* [やること]
1 > 圧縮機の給油についての文章から、「となっており、圧縮機1にて吐」から「6、制御部17で流量調整手段を構成する。」まで、その終わりの部分も含めて書き写してください。
2 > 圧縮機の給油についての文章を、最後の文のすぐあとから引き継いで書き続けてください。

* [抜き出した文章]
なお、給油回路17の油は、図示しない油ストレーナにて油中の異物を除去された後、油分離器2の吐出側の給油圧力と圧縮機1の吸入圧力部位である各軸受けの圧力との差圧により圧縮機給油口7へ給油される。油分離器2〜圧縮機1軸受け部(図示せず)までの給油回路における圧力の関係は、
油分離器2>圧縮機1軸受け部(圧縮機給油口7)
となっており、圧縮機1にて吐出され油分離器2にて分離された油(冷凍機油)は、この差圧によって圧縮機1の軸受け部に給油されることになる。
図2に本発明の実施例2を示す。本実施例では15を主給油回路とし、これに並列に副給油回路16を設け、さらに主給油回路15に流路抵抗10を設け、副給油回路16に流路抵抗11と給油量調整弁12を設けている。実施例1と同様に、前記圧力センサ9で検出された給油圧力の出力に基いて、前記給油量調整弁12を制御部17で制御し、給油圧力が低下するとそれに応じて、前記給油量調整弁12の開度を広げていき、給油量の低下を防ぐように制御する。なお、前記給油量調整弁12、圧力センサ9、給油回路16、制御部17で流量調整手段を構成する。
図4の給油圧力と給油量を表す概念図に矢印で示すように、給油圧力が次第に下がって給油量満足エリアと給油量不足エリアの境目の最低必要差圧に以下になると、電磁弁12が開いて副給油回路16へも油が流れて、給油が確保される。従って、給油圧力が低下した場合でも、圧縮機に必要な給油量を確保するができる。
図3に本発明の実施例3を示す。破線で示した給油回路15中に給油量調整弁8を設け、その下流に流路抵抗13を設け、流路抵抗13前後の差圧を圧力センサ14で読み取るように構成されている。そして、差圧を制御部17に取込み、差圧を一定に保つように給油量調整弁8の開度を調整制御することにより、油圧が低下した場合でも、圧縮機1に必要な給油量を確保するようにしたものである。ここで、流路抵抗13前後の差圧が一定になるという事は、流路抵抗13を通過する給油量がほぼ同じである事を意味する。なお、前記給油量調整弁8、圧力センサ14、制御部17で流量調整手段を構成する。
前記実施例は、圧縮機1、油分離器2、給油回路15、16が独立している外部給油方式で説明を行ったが、本発明は圧縮機1、油分離器2、給油回路15、16が一体で構成される、内部給油方式にも適用できる。

* [データ一覧]
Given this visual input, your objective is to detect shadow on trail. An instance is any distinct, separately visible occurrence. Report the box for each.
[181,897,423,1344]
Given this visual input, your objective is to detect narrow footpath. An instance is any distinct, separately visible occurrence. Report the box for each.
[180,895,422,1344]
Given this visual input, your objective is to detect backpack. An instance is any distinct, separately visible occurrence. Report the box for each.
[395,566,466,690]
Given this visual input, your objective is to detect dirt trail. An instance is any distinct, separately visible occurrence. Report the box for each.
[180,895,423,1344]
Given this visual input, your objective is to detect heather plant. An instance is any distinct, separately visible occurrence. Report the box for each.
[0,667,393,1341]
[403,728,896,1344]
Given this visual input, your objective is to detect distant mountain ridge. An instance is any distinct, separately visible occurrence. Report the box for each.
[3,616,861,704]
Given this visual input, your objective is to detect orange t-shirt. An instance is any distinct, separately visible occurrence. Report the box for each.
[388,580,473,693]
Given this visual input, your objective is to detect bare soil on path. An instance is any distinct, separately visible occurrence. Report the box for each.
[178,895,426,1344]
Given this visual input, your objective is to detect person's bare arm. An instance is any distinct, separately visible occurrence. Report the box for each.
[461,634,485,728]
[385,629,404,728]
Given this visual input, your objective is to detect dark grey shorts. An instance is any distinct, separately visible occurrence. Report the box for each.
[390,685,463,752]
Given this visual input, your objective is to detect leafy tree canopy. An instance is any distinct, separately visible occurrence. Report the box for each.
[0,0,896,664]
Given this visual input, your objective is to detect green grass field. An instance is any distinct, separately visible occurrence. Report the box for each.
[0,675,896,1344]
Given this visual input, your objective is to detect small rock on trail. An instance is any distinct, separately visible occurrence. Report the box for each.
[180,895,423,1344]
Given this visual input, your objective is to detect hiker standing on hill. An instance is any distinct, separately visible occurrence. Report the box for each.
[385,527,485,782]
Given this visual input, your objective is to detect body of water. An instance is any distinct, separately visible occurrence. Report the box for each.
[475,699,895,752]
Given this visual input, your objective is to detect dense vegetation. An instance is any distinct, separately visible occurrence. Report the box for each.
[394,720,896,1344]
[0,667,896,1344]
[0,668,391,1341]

* [答え]
1 >
となっており、圧縮機1にて吐出され油分離器2にて分離された油(冷凍機油)は、この差圧によって圧縮機1の軸受け部に給油されることになる。
図2に本発明の実施例2を示す。本実施例では15を主給油回路とし、これに並列に副給油回路16を設け、さらに主給油回路15に流路抵抗10を設け、副給油回路16に流路抵抗11と給油量調整弁12を設けている。実施例1と同様に、前記圧力センサ9で検出された給油圧力の出力に基いて、前記給油量調整弁12を制御部17で制御し、給油圧力が低下するとそれに応じて、前記給油量調整弁12の開度を広げていき、給油量の低下を防ぐように制御する。なお、前記給油量調整弁12、圧力センサ9、給油回路16、制御部17で流量調整手段を構成する。

2 >
本発明と従来技術によるモリエル線図により比較説明する。図5のモリエル線図に実線で本発明実施例のサイクルを、破線で従来技術のサイクルを示す。図示のように圧縮機入力が従来のW1からW2に変化し、その差分だけ入力が減少することが分かる。また、給油差圧も実線では減少した状態で給油が可能なことが分かる。そして給油差圧が減少した状態で給油が可能なことから、冷凍能力もi2からi1に広がり、その差分だけ冷凍能力が増加する。なお、Pd1、Pd2は圧縮機の吐出圧力(分離器の吐出側)で、Psは圧縮機の給油入口の圧力を表す。
以上本発明により冷凍サイクルの高圧側を低下させる事が可能となり、凝縮器3出口の液温度が低下し、エンタルピ効果が増加し冷凍能力が向上する。また高圧側が低下することにより圧縮機1の消費電力も減少するため、従来より効率の高い運転が可能になる。また高圧側が低下することにより圧縮機1の軸受け負荷が減少するため軸受けの長寿命化や小型化が図られ、更にはオーバーホール時間の延長、メンテナンスコストの削減が可能となる。
本発明の実施例1の冷凍サイクル系統図である。 本発明の実施例2の冷凍サイクル系統図である。 本発明の実施例3の冷凍サイクル系統図である。 実施例2に関する給油圧力と給油量を表す概念図である。 従来技術と本発明によるモリエル線図である。
符号の説明
1…圧縮機、2…油分離器、3…凝縮器、4…主液膨張弁、5…蒸発器、6…主液電磁弁、7…圧縮機給油口、8…給油量調整弁(電磁弁)、9…圧力センサ、10…流路抵抗(主給油回路)、11…流路抵抗(副給油回路)、12…給油量調整弁(電磁弁)(副給油回路)、14…圧力センサ、15…主給油回路、16…副給油回路、17…制御部。

Claims (4)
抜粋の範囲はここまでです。